[[ Document passage open ]]

There was life before that, and there was life after that event, and they were not the same. You know, we talk that way, Charla and I do, about 9-11. There was what life was like before 9-11.

There was what life is like after 9-11. And so much of life is different. They’re not the same.

We’ll watch shows with our kids that were made in the 80s and 90s and think, wow, I forgot, you know, you could just run and catch somebody as they’re about to walk onto a plane. You know, they don’t make movies about that anymore. It’s not quite as, there’s not quite as much dramatic tension running and catching somebody in the security line at the airport where they’re waiting for three hours.

Now, they used to run up to the gate, but life is completely different now. It happens on a smaller scale in our lives where an event happens that everything that comes afterwards is different from what there was before. Sometimes it’s a death of a close loved one.

Sometimes it’s a diagnosis. Sometimes it’s the loss of a job. For some reason, a lot of these things that change our lives in that way are negatives.

[[ Document passage closed ]]
[[ Supplied data open ]]

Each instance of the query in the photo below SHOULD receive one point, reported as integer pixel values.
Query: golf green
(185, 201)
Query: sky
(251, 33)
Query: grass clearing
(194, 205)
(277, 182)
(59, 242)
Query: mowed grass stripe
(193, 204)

[[ Supplied data closed ]]
[[ Supplied data open ]]

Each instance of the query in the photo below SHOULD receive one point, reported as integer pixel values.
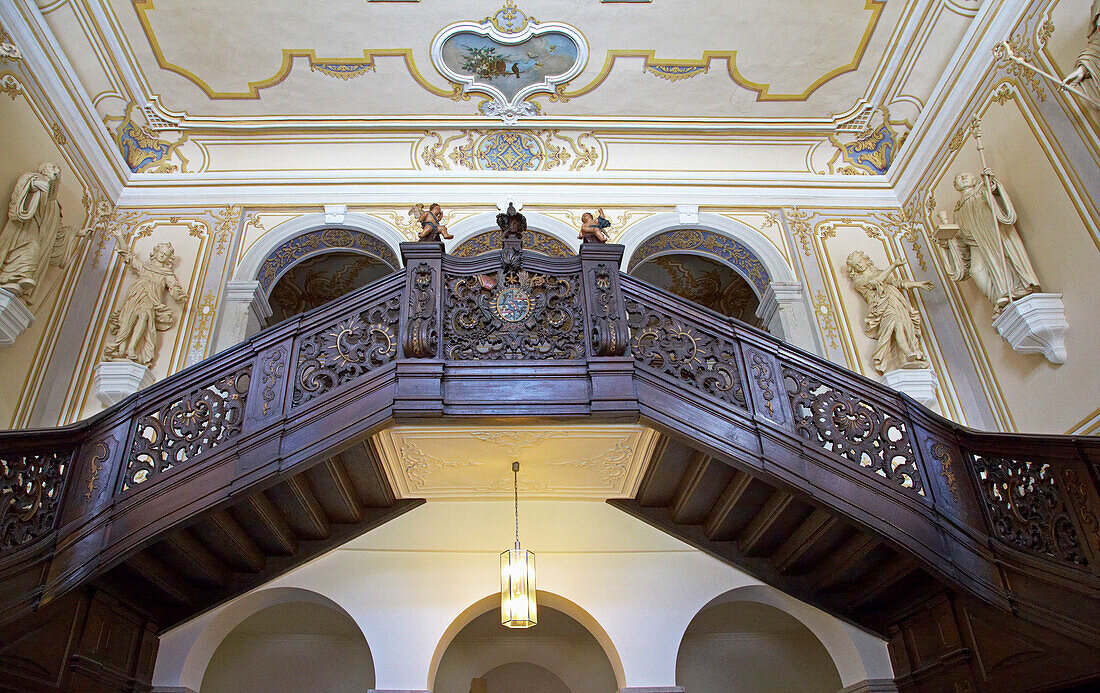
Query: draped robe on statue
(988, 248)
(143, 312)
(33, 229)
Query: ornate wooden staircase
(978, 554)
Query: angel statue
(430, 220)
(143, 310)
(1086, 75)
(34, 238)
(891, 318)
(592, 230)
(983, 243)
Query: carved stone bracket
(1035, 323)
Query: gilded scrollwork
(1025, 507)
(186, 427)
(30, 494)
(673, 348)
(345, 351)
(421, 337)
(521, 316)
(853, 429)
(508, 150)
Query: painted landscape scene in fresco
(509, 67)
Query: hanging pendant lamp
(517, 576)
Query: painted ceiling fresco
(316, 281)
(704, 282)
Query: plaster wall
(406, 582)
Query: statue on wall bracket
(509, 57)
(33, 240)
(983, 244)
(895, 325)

[[ Supplied data closed ]]
[[ Supplied data open ]]

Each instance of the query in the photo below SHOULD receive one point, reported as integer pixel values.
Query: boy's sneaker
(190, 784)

[[ Supplied data closed ]]

> Prompt:
Answer these questions about the passage on life before and after 9-11.
1. Who does the speaker say talks about life before and after 9-11?
2. Shows made in which decades does the speaker mention watching with the kids?
3. What three examples does the speaker give of smaller-scale events that change everything afterward?
The items are not needed for what follows.

> Completed exercise:
1. Charla and the speaker.
2. The 80s and 90s.
3. The death of a close loved one, a diagnosis, and the loss of a job.